TEXT SHOWN:
** BEGIN **

So, yes, it’s kind of jazz. But there’s plenty more going on here (quite apart from the sensation that you’ve walked into an Italian B-movie (with the Italian B-movies, I’m fairly sure the ‘B’ stood for Bust or Bosom, but that’s the ramblings of an old boy recalling his priapic teens) (see where this band take me? good god) and then down a narrow lane smelling of cats and wee and knock on a door; a little opening, a yellowy eye and we’re in, and down the stairs past the sweating hairy bouncer in his undershirt and…) And the changes, the precise swift shifts… magnificent.
Are you with me yet? This is the first track. And it takes you… now…
As for the second song, “Peripherique”, with it’s groove, its slow-burn organ and careful piano, we’ve fallen into a flickery French 196ts film noir, all flick-knives, pickpockets, clean-cut dupes and inflamed females in improbable night attire. I wouldn’t advise dancing, not unless it’s a slow dragging waltz around a large darkling room … they leave the laughter and banter in after the take. This is wonderful…
“Anchorite” is the only track with lyrics; “…this way doesn’t work anymore” is the key starting point, and Michael’s voice is tender, sensitive, strong… somewhere between a confession and a song … the horns, so well chosen. I’d be lying if I thought I could detect Michael’s specific influences here - he’s moved so far forward from when I used to be his pen pal that Mass Spectrometer are a bona fide new landscape.

** END **

Dataset rows on where objects appear:
** BEGIN **

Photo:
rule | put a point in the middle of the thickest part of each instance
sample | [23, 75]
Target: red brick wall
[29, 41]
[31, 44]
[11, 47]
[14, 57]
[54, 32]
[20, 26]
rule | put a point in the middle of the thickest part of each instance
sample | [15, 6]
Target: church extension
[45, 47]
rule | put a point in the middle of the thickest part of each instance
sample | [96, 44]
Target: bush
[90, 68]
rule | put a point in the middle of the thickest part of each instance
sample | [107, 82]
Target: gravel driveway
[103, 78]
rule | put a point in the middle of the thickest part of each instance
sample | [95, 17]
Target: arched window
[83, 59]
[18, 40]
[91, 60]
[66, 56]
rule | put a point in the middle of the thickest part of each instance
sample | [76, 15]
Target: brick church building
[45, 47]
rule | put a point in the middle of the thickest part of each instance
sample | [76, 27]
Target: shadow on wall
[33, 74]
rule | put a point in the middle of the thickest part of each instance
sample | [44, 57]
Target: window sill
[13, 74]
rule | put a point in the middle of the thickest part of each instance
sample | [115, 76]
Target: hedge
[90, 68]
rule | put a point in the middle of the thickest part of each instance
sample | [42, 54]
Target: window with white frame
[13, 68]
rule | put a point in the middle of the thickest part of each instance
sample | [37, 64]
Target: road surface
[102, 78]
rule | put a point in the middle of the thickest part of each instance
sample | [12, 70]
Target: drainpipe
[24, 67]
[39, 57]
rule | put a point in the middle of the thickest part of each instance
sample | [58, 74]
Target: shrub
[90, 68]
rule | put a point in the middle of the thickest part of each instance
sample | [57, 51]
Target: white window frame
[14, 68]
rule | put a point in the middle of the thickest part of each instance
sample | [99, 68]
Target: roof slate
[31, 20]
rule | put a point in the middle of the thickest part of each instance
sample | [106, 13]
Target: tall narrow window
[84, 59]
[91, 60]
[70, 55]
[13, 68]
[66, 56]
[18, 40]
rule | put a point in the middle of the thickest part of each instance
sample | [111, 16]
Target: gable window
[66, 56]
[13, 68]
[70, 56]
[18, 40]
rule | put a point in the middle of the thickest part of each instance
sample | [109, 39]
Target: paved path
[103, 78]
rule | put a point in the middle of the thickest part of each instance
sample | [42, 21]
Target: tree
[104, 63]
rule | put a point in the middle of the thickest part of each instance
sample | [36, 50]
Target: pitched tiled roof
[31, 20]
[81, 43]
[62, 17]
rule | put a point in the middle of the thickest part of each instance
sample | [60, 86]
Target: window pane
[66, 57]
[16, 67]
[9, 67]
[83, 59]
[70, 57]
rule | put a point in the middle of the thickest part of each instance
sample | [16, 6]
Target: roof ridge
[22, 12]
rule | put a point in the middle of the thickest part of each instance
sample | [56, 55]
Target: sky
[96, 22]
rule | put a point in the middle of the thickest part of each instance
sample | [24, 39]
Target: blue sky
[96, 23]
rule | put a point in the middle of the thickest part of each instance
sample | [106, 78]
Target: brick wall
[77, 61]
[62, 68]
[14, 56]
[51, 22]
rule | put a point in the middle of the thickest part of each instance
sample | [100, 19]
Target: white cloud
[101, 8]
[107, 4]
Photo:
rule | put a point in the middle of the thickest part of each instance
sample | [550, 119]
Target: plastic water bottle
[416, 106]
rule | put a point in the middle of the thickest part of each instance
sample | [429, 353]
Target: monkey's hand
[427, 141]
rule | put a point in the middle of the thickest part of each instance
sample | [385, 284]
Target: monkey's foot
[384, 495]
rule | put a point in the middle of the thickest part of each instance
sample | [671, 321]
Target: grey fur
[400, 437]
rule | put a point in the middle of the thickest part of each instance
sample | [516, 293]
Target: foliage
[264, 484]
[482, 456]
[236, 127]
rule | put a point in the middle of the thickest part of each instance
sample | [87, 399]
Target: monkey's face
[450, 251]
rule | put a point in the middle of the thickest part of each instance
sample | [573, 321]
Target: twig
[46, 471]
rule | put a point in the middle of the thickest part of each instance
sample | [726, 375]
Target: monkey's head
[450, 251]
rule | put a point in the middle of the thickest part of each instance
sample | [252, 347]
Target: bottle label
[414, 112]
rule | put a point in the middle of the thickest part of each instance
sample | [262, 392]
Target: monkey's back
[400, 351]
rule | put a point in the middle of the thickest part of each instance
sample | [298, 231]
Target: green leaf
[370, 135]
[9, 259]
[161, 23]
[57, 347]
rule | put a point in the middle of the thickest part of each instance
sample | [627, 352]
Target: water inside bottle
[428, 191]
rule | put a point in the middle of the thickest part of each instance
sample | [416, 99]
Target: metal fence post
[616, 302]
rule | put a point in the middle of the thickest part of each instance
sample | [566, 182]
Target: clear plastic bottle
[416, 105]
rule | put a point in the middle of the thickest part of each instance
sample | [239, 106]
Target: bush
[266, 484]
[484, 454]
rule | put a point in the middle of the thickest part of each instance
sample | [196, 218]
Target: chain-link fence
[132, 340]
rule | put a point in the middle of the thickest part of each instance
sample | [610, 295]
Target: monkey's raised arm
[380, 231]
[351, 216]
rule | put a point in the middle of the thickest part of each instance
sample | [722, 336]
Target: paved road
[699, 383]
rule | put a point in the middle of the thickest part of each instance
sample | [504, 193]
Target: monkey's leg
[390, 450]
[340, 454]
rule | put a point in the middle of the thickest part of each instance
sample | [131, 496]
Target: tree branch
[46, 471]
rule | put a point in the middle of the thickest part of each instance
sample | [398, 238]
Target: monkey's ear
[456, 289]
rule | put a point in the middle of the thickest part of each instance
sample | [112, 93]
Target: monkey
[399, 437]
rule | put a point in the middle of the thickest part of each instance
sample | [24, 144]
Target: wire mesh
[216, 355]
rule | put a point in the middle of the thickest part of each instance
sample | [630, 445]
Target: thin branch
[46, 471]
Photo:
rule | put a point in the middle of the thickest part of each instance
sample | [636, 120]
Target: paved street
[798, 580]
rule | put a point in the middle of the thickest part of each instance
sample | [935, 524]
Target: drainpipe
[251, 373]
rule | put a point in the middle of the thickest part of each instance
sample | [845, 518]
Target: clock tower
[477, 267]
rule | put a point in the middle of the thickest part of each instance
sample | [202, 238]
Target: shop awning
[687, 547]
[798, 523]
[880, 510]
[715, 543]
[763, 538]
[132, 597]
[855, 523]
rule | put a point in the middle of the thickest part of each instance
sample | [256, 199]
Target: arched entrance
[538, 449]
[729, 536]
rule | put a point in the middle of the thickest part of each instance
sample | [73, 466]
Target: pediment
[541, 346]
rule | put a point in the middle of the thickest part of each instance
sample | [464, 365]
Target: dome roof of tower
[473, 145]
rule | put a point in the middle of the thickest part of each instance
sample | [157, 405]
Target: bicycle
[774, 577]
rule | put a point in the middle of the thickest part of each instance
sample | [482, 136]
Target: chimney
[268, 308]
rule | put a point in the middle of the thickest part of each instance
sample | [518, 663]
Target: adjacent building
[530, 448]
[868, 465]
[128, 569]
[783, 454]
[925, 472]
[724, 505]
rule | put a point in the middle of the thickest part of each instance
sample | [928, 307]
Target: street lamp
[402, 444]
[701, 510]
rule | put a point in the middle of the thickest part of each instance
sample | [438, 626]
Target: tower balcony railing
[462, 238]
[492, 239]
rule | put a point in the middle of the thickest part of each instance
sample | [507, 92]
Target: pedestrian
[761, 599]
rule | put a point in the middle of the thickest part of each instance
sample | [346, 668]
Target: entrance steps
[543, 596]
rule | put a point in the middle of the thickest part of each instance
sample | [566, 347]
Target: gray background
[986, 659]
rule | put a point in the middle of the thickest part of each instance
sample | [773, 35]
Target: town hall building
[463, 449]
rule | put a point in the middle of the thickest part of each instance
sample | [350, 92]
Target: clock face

** END **

TO DO:
a - Answer these questions from the music review:
(i) What is the title of the second song?
(ii) Which track is the only one with lyrics?
(iii) What was the writer to Michael in the past?
b - Count the lines of the records that contain the string "brick". Case counts; give only the number.
The records are unrelated to the text.

RESPONSES BY TASK:
a -
(i) "Peripherique"
(ii) "Anchorite"
(iii) His pen pal

b - 3